§ **AUFGABEN**
(A) Gib aus dem Textausschnitt die Stelle von „Gut, es ist“ bis „Spieleröffnung zu übermitteln.“ wortgetreu wieder.
(B) Entscheide anhand des Textausschnitts, ob die folgenden Aussagen zutreffen, und antworte jeweils mit Ja oder Nein samt der ausschlaggebenden Textstelle im Wortlaut: (i) Die Mannschaft von Thomas Reis hat viermal in Folge 0:0 gespielt. (ii) Das Rückspiel gegen Ajax findet am Sonntag statt. (iii) Urs Fischer schickte nach 20 Minuten seinen Torwart an die Seitenlinie.

§ **TEXTAUSSCHNITT**
○ ○ ○ ○

Beide Mannschaften hätten sich neutralisiert, meinte Union-Trainer Urs Fischer nach dem Spiel. So kann man das freundlich ausdrücken, was die beiden Mannschaften den Zuschauern da zugemutet haben.
Gut, es ist mittlerweile schwer, gegen Schalke ein Tor zu erzielen. Vier Mal hat das Team von Trainer Thomas Reis nun hintereinander 0:0 gespielt. Aber dass sich Union so schwer getan hat, die erste Pressinglinie der Gäste zu überspielen, das war kaum mitanzusehen. Urs Fischer beorderte schon nach 20 Minuten seinen Torwart Frederik Rönnow an die Seitenlinie, um neue Anweisungen für die Spieleröffnung zu übermitteln.
Geholfen hat es nichts. Aus dem Sprung an die Tabellenspitze, der mit einem Sieg möglich gewesen wäre, ist nichts geworden. Es war ernüchternd. Für viele Fans vielleicht auch mal wohltuend ausnüchternd.
Graues Intermezzo
Das Spiel gegen Schalke markierte nach Wochen des Union-Rausches, mit Siegen beim verhassten Dosenkonstrukt in Leipzig, nach einem fast schon souveränen Auftritt in der Europa League bei Ajax Amsterdam, bei dem mehr drin war als ein 0:0, so etwas wie ein Intermezzo dar, in dem der graue Fußballalltag wieder Einzug gehalten hat an der Alten Försterei. Am Donnerstag steigt schon das Rückspiel gegen Ajax. Am Sonntag dann das Spitzenspiel bei den nach 21 Spieltagen punktgleichen Bayern in München.
Vielleicht tat es den Unionern auch mal ganz gut, ein wenig runterzukommen vom Partymodus. Rauszukommen aus diesem ewigen Zustand der Dankbarkeit für das glückliche Fußballschicksal, das allen in Klub und Umfeld seit dem Aufstieg 2020 bisweilen surreal vorkommen mag. „Als fast schon surreal“ hatte es Urs Fischer am Samstag vor dem Spiel bezeichnet, dass sich sein Team nun anschickt, zum dritten Mal hintereinander einen europäischen Wettbewerb zu erreichen. Das ist seit einer Mannschaftsbesprechung nun das offizielle Saisonziel.
Wie Union das spielerisch schaffen möchte, hätte man schon gerne gesehen am Sonntag. Aber da war kein schneller Angriff nach Balleroberung. Es war nichts zu erahnen von jenem mittlerweile furchteinflößenden Umschaltspiel, das die Videozuarbeiter von Bayerntrainer Julian Nagelsmann gewiss intensiv studieren, um ihre Mannschaft auf das Spitzenspiel am Sonntag vorzubereiten. Von der Partie gegen Schalke werden sie nicht viele Videoschnipsel verwenden können. „Das war heute zu unpräzise“, so Fischer.

○ ○ ○ ○

§ **AUFLISTUNG**
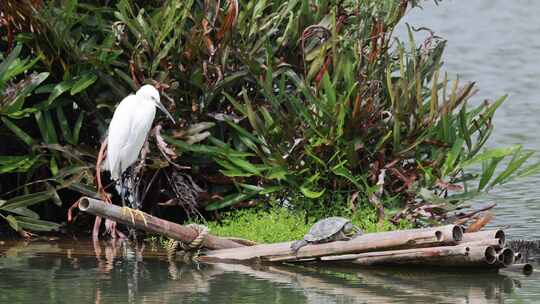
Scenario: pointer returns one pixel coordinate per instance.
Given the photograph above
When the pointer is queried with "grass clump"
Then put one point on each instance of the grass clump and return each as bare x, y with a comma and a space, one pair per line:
280, 224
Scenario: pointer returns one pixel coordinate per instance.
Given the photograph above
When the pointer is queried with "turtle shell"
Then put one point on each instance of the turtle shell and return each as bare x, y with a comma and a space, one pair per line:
325, 228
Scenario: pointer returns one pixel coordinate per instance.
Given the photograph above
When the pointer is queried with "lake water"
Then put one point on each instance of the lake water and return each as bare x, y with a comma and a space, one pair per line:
107, 272
496, 44
493, 42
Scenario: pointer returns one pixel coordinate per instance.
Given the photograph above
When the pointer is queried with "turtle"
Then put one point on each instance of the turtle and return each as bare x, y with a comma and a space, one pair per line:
328, 230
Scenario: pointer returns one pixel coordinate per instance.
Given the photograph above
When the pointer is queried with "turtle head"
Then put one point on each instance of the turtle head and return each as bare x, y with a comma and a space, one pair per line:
348, 228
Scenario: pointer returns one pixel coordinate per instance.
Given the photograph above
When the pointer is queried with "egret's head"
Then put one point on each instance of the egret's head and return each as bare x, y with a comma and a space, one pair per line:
149, 92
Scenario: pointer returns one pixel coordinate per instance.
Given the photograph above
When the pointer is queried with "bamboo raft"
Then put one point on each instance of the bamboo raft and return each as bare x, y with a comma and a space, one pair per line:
444, 246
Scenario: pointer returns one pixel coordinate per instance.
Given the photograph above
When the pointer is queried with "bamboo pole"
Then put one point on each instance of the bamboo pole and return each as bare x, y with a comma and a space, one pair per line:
505, 257
483, 235
281, 252
526, 269
147, 222
479, 256
496, 243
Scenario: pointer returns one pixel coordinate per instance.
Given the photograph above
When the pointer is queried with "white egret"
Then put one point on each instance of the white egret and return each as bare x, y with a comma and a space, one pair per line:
128, 130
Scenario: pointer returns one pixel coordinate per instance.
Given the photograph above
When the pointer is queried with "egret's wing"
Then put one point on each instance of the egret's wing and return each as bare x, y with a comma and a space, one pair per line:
119, 134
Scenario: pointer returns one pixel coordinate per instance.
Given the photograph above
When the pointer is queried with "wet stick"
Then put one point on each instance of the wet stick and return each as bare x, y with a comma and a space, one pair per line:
281, 252
147, 222
456, 256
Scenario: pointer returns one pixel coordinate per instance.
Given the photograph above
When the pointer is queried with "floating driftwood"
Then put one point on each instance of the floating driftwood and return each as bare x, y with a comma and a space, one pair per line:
150, 223
496, 243
526, 269
483, 235
281, 252
436, 246
477, 256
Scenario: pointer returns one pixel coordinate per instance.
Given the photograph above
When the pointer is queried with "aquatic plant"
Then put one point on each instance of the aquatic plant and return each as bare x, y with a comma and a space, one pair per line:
313, 104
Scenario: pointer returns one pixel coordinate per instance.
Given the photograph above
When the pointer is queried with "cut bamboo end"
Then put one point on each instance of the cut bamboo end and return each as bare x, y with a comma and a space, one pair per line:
506, 257
490, 254
517, 257
483, 235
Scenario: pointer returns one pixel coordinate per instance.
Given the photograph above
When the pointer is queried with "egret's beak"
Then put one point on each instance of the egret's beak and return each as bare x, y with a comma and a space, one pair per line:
162, 108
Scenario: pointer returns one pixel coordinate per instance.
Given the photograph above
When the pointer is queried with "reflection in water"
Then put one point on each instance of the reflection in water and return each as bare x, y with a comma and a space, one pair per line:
115, 272
494, 42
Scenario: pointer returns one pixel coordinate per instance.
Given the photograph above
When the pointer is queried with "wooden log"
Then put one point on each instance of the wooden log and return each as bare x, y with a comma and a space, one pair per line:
526, 269
437, 236
478, 256
483, 235
496, 243
505, 257
480, 223
147, 222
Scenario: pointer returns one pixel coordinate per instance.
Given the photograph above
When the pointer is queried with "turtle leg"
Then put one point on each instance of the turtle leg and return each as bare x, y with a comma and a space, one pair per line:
357, 232
297, 245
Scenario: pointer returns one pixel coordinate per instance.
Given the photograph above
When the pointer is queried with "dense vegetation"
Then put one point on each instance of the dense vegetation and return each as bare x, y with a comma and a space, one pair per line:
312, 105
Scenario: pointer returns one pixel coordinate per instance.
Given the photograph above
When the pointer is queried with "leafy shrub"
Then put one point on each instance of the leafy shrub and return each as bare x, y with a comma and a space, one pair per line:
314, 104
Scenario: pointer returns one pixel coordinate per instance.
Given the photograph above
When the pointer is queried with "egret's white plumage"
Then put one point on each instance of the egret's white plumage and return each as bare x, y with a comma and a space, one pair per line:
129, 127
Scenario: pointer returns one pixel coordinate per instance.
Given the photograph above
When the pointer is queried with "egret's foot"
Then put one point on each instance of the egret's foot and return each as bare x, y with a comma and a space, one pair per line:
133, 213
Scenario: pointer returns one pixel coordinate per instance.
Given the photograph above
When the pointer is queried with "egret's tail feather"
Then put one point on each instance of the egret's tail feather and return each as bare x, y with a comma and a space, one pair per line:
126, 187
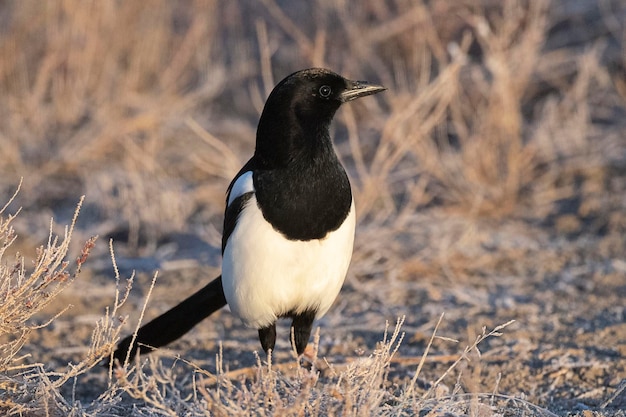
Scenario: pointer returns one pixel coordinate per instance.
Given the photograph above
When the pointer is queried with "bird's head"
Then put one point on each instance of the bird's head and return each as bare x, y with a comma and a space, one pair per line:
301, 107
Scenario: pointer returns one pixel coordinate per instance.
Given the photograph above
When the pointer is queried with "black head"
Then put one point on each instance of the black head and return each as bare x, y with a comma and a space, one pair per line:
299, 110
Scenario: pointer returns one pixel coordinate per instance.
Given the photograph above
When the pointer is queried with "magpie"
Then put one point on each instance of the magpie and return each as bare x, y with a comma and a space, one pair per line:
289, 221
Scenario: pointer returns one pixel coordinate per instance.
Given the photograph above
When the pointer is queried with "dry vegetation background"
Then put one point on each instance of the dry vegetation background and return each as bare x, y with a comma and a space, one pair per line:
490, 181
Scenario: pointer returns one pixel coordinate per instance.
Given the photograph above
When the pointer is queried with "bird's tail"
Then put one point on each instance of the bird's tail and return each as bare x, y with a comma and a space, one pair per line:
175, 322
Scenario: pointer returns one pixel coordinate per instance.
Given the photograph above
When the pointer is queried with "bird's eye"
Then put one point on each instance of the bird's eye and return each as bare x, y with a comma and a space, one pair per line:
325, 91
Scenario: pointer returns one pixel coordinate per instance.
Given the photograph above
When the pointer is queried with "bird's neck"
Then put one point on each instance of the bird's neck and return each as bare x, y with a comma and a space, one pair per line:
303, 190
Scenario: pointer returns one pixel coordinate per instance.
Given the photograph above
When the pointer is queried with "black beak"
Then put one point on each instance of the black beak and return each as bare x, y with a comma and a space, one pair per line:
358, 89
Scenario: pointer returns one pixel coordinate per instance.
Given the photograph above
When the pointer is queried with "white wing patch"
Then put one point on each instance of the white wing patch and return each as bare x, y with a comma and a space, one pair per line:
244, 184
266, 275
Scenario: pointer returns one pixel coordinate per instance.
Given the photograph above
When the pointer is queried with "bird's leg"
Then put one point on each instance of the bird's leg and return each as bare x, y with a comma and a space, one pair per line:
267, 337
301, 326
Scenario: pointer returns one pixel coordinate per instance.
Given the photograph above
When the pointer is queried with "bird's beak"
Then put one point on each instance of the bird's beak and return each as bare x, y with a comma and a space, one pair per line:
358, 89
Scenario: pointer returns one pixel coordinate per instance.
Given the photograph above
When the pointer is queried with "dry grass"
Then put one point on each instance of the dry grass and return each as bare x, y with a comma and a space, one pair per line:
491, 125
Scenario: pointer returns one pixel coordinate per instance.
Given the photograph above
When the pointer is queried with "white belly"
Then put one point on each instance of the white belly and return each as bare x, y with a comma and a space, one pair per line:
265, 275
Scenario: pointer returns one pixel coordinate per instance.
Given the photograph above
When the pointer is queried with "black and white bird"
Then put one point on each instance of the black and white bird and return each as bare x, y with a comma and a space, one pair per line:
289, 221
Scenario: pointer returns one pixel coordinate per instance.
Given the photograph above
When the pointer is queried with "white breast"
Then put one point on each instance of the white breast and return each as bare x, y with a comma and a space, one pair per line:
265, 275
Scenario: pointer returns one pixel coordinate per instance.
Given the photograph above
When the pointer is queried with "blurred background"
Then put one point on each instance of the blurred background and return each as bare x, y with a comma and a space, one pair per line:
490, 178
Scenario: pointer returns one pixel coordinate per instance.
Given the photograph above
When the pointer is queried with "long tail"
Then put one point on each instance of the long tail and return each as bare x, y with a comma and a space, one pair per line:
175, 322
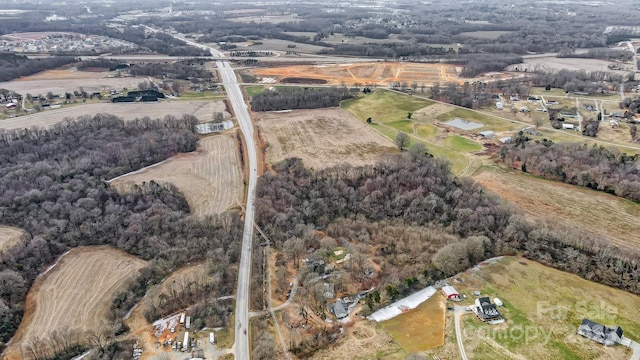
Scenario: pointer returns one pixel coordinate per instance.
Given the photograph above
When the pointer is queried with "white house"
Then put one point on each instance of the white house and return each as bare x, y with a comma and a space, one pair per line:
450, 292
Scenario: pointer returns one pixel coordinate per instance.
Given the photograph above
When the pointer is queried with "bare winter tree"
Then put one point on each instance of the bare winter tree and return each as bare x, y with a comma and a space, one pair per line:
402, 141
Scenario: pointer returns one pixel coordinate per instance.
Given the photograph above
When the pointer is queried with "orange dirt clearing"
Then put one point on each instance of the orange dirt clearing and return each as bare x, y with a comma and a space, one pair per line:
210, 178
73, 296
378, 73
321, 137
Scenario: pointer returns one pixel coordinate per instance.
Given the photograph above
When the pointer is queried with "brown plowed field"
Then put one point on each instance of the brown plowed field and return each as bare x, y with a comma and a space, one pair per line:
9, 236
203, 110
60, 81
75, 295
210, 178
321, 137
379, 73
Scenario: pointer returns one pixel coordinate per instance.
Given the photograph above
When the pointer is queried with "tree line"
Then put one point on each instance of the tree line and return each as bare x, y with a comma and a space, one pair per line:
13, 66
54, 187
424, 223
595, 167
299, 98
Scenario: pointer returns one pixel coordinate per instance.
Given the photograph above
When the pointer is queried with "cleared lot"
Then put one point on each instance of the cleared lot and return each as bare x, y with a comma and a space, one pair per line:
210, 178
203, 110
75, 295
321, 137
9, 236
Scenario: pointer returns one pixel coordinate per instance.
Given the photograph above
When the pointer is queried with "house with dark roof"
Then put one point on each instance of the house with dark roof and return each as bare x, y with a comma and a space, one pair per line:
599, 333
486, 311
340, 309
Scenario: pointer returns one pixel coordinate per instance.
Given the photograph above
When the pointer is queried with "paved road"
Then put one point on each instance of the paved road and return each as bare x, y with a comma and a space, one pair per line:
636, 350
458, 312
242, 296
228, 77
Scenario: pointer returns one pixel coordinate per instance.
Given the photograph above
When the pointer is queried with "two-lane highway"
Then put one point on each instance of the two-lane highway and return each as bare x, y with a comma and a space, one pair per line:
230, 81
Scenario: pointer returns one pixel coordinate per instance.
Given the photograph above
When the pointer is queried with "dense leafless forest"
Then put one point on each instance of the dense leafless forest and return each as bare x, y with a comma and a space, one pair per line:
54, 187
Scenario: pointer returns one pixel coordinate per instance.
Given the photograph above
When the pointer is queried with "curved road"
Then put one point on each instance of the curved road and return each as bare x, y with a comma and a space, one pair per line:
228, 77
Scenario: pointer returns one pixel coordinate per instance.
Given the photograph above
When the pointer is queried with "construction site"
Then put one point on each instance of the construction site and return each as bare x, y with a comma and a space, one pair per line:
372, 74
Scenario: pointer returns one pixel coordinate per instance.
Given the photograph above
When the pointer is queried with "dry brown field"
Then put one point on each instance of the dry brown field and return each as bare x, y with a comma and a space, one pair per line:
592, 211
363, 340
377, 73
74, 295
381, 73
553, 64
320, 137
210, 178
60, 81
9, 237
203, 110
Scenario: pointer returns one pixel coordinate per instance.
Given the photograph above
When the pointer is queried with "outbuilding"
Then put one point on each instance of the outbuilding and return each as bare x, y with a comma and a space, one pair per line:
450, 292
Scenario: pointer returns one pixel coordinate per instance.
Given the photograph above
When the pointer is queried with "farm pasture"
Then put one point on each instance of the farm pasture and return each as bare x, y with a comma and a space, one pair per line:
74, 296
554, 64
422, 328
210, 178
320, 137
281, 45
542, 317
592, 211
490, 35
60, 81
203, 110
9, 237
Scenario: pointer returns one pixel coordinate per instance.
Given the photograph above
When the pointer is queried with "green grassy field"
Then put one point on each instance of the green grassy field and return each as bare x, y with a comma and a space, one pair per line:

○ ○ ○ ○

§ **MUSTERLÖSUNGEN**
(A)
Gut, es ist mittlerweile schwer, gegen Schalke ein Tor zu erzielen. Vier Mal hat das Team von Trainer Thomas Reis nun hintereinander 0:0 gespielt. Aber dass sich Union so schwer getan hat, die erste Pressinglinie der Gäste zu überspielen, das war kaum mitanzusehen. Urs Fischer beorderte schon nach 20 Minuten seinen Torwart Frederik Rönnow an die Seitenlinie, um neue Anweisungen für die Spieleröffnung zu übermitteln.

(B)
(i) Ja: „Vier Mal hat das Team von Trainer Thomas Reis nun hintereinander 0:0 gespielt.“
(ii) Nein: „Am Donnerstag steigt schon das Rückspiel gegen Ajax.“
(iii) Ja: „Urs Fischer beorderte schon nach 20 Minuten seinen Torwart Frederik Rönnow an die Seitenlinie“